• [Passage]:
--- start ---
My secondary property has a mortgage of around 100,000 yet to pay and is worth 300,000. This has a rental income of 700 Euro/month.

My primary residence has a mortage of around 250,000 and is worth ~650,000 at current market prices.

If I sold the secondary residence and used the money after tax to pay off the primary mortgage, I would be left with a much smaller mortgage and more financial freedom. I have no financial pressure paying both mortgages at the moment, but I would like to make the wisest decision given current house prices? Any advice is appreciated!
 
Your decision really is based on your view of the market. Are you willing to risk your current market gains for possible future gains ?
 
I am going off the premise that the market will slow down soon - not to be a doom monger! I also was looking at this from the point of view of financial sensibility or if in the long term it's better to hold on to both properties, bearing in mind capital gains tax, potential rental income etc. Any views from people with more insight into this than me is appreciated!
 
Some frown on crystal ball gazing but:

- there is still a phenomenal shortage of houses;
- even with UK interest rate rises, property has still continued to rise;
- rental returns are poor so its all capital gain is what you would depend on;
- who knows what will happen here;

As 2Pack has pointed out, you could take a certain profit.

You could ask yourself what would your regret be if:
- there was a fall or a levelling in prices;
- or prices rose again by 10% for a number of years.
 
you have made a good deal of money out of the property market. taking a profit now would free up capital for you to consider alternatives uses of your cash. but then again, you could end up loosing a lot of this cash if you are unlucky/unwise.
--- end ---
• [Stored data]:
--- start ---
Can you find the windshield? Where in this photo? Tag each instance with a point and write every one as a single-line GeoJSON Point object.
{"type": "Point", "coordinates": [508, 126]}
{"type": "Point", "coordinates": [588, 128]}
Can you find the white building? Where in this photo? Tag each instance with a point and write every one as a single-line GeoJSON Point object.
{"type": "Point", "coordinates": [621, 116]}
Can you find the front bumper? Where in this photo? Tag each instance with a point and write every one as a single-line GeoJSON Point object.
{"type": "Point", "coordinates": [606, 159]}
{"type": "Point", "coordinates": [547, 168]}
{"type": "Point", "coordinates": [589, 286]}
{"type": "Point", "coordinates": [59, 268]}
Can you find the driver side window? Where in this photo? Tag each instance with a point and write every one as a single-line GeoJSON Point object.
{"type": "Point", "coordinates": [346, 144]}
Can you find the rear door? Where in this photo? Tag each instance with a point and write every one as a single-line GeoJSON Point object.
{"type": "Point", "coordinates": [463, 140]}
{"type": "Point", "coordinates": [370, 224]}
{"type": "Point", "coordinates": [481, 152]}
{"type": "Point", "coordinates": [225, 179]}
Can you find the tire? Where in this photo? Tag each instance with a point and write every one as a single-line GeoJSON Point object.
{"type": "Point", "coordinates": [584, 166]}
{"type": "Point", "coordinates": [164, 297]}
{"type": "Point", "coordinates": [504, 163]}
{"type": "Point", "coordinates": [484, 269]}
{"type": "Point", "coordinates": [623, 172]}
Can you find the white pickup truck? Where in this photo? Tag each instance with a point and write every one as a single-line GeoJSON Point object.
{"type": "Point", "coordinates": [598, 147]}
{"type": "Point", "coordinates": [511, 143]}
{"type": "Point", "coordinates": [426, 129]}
--- end ---
• [Objective]:
Please pick up the forum discussion above about selling the second property to pay off the home mortgage, and continue it from its final sentence.

• [Output of the task]:
it is difficult to give you an answer without reference to your financial situation.

i would take the cash and clear as much of the mortgage on my PPR - but then again, I would probably not have bought an investment property in the first place! reducing your debts in an environment of rising interest rates is generally a prudent thing to do.

if the property market slows you can probably expect an increase in the number of rental properties on the market as formerly vacant investment properties are put to work - this could put further downward pressure on rents.

how often in your life will you get €200k before tax?
 
You may also consider that remortageing the prime property while the loan is €250k or higher will get you a very very cheap tracker rate like 0.8% over base with NIB

Then maybe sell the gaff, pay off a large sum of that remortgage in one fell swoop and you still pay 0.8% over base on a small mortgage for the remainder of its term which adds up too.

Pople with money have always known when to sell and bank it . If you have had the investment property for a number of years you have made yourself a tidy sum, but ONLY if you sell it :D Your CGT will reduce somewhat according to the number of years you held it too .

Run the figures through this calculator and see

http://www.askaboutmoney.com/clubman/cgtcalc.htm
 
I'd hang onto the investment property. Even if Values dont go up, every year the house is rented your mortgage will be going down.
 
892896 said:
I'd hang onto the investment property.
Nobody can really tell you what you should or shouldn't do. It all comes down to your own opinions on the current property market (and your belief on its future direction), your attitude to risk, have you got investments outside of property, do you wish to diversify some of your money away from property investments etc etc.

You may also wish to free up some funds (lower mortgage repayments / clear mortgage on PPR so no mortgage repayments in the future) to improve your quality of life.
 
The original poster asked for 'all advice' and thats what I gave.
 
892896 said:
The original poster asked for 'all advice' and thats what I gave.
I know. It's also what I did. As much as I love checking out AAM for opinions etc, people should be clear that it is far from detailed financial planning that's being provided.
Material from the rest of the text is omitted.